-- begin Extracted entries --
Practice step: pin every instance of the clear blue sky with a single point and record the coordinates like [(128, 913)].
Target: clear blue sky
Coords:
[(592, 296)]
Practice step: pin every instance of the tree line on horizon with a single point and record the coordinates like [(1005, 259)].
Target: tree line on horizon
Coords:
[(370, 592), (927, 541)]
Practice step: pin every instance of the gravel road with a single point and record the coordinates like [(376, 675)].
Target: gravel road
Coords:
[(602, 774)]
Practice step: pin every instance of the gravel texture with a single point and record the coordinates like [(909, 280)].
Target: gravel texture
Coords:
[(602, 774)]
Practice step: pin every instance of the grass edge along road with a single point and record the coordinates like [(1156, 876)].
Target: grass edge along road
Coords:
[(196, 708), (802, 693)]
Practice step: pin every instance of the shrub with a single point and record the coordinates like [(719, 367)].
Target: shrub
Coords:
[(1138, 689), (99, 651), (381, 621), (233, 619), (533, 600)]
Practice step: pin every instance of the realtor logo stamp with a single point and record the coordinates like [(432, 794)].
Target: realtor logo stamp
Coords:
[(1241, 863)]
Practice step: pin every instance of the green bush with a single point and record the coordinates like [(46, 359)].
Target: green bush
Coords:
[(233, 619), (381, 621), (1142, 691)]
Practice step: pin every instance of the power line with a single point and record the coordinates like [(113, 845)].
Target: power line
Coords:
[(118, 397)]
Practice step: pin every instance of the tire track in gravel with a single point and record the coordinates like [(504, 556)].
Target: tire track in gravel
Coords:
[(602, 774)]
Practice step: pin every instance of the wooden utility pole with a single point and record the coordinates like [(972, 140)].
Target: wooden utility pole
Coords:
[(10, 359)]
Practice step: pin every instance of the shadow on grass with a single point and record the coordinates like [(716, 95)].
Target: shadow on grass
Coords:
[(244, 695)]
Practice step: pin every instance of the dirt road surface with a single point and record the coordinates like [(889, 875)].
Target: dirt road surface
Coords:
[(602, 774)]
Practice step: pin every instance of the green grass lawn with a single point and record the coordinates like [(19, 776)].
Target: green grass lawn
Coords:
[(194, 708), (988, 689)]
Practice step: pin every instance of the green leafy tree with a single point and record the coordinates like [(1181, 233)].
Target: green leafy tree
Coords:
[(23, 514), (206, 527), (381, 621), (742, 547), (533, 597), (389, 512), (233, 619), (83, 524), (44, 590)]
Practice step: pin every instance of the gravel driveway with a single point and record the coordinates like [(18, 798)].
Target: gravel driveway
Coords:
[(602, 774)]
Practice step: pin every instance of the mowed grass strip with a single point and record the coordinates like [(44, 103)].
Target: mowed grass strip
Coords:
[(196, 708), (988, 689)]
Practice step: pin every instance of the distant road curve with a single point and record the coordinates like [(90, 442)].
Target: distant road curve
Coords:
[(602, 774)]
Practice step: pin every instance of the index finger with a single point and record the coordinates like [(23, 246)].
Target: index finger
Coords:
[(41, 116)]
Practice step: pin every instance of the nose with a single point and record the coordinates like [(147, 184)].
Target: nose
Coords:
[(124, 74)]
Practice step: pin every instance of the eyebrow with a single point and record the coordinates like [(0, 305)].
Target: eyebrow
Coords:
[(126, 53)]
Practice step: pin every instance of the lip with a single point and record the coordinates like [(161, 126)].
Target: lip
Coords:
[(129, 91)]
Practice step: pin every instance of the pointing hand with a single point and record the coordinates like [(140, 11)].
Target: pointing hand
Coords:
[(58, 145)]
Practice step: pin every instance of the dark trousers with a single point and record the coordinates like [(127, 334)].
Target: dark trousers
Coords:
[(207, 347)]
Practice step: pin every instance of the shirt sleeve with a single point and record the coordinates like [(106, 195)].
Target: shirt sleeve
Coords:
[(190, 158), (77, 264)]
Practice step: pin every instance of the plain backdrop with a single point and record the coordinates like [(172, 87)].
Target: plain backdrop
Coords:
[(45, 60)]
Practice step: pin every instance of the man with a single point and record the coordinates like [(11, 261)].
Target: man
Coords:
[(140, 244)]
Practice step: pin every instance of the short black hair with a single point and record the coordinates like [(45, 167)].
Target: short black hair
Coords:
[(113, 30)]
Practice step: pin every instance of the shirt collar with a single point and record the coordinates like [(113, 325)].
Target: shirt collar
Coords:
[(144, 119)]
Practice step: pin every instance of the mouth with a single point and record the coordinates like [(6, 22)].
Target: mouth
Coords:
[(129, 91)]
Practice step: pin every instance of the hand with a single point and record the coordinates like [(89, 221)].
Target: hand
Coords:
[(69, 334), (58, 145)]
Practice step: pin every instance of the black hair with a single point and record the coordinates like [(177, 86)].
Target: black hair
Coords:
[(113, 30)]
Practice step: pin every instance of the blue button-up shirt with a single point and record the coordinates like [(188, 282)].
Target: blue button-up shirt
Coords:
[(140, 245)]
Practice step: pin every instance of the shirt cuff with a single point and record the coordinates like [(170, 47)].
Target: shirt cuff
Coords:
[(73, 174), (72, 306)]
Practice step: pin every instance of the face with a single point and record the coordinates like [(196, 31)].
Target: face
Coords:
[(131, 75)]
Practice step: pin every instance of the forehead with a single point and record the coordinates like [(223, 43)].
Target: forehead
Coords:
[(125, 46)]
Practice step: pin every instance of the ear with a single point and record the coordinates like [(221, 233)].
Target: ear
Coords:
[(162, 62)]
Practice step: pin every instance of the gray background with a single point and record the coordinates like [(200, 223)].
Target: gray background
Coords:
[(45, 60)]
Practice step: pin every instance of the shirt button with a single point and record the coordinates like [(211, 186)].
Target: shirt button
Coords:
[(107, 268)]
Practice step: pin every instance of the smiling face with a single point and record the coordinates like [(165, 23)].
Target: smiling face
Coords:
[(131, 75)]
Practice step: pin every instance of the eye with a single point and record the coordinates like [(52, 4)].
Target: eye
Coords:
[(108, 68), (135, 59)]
-- end Extracted entries --
▶ **Given request**: Convert the rows from the line containing "Practice step: pin every instance of the index" to the line containing "[(124, 74)]", both included, into a numbered list with any blank lines omitted.

▶ **Final result**:
1. Practice step: pin every instance of the index finger with a single point and record the coordinates like [(23, 246)].
2. Target: index finger
3. Coords:
4. [(41, 116)]
5. Practice step: pin every instance of the nose with a single point and record the coordinates like [(147, 184)].
6. Target: nose
7. Coords:
8. [(124, 74)]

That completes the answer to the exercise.